SOURCE EXCERPT:
========================================

Check status of cluster with kops validate cluster and wait until it says Your cluster $CLUSTER_FULL_NAME is ready

Note

You can delete cluster with: $kops delete cluster ${CLUSTER_FULL_NAME} and then $kops delete cluster ${CLUSTER_FULL_NAME} --yes (without yes flag you only see what changes are going to be applied) and don’t forget to delete S3 bucket: $aws s3api delete-bucket --bucket ${CLUSTER_FULL_NAME}-state after cluster deletion.

Note

You can scale up/down nodes of cluster with command: $kops edit ig nodes --name $CLUSTER_FULL_NAME, edit screen that appears and set 3/0 number of instances in minSize, maxSize values (3 is an example) and then $kops update cluster $CLUSTER_FULL_NAME and $kops update cluster $CLUSTER_FULL_NAME --yes to apply changes. Command kops validate cluster is useful to see state of cluster.

Note

To scale up/down master you can use: $kops edit ig master-us-west-2a --name $CLUSTER_FULL_NAME (you can check your instance type of master with: $kops get instancegroups) set 1/0 number of instances in minSize, maxSize values and then $kops update cluster $CLUSTER_FULL_NAME and $kops update cluster $CLUSTER_FULL_NAME --yes to apply changes. Command kops validate cluster is useful to see state of cluster.

¿How do I ssh to an instance of Kubernetes Cluster?

Using the key-pem already created for the kops user execute:

ssh -i <key>.pem admin@api.$CLUSTER_FULL_NAME

Note

Make sure this <key>.pem has 400 permissions: $chmod 400 <key>.pem.

========================================

RECORDED DATA:
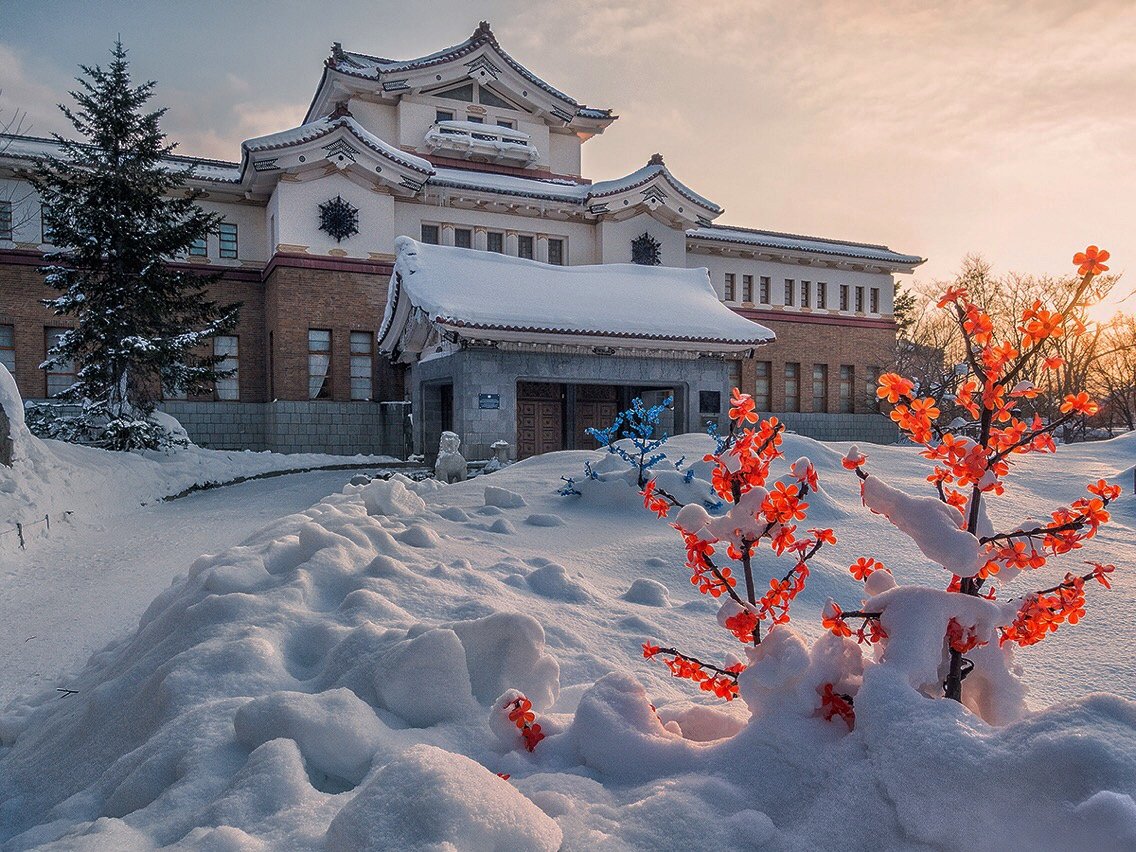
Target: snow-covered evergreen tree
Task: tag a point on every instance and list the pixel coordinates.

========================================

WORK TO COMPLETE:
a) Summarize the kops cluster notes in two sentences.
b) Duplicate everything in the kops cluster notes from "Check status of" down to "after cluster deletion.".
The material has no connection to the kops cluster notes.

SOLUTIONS TO THE PROBLEMS:
a) You check a kops cluster with kops validate cluster, and you delete it with kops delete cluster plus the --yes flag, then remove its S3 state bucket. You scale nodes or the master by editing the instance group's minSize and maxSize and applying the change with kops update cluster --yes, and you ssh to an instance as admin@api.$CLUSTER_FULL_NAME with the kops user's pem key set to 400 permissions.

b)
Check status of cluster with kops validate cluster and wait until it says Your cluster $CLUSTER_FULL_NAME is ready

Note

You can delete cluster with: $kops delete cluster ${CLUSTER_FULL_NAME} and then $kops delete cluster ${CLUSTER_FULL_NAME} --yes (without yes flag you only see what changes are going to be applied) and don’t forget to delete S3 bucket: $aws s3api delete-bucket --bucket ${CLUSTER_FULL_NAME}-state after cluster deletion.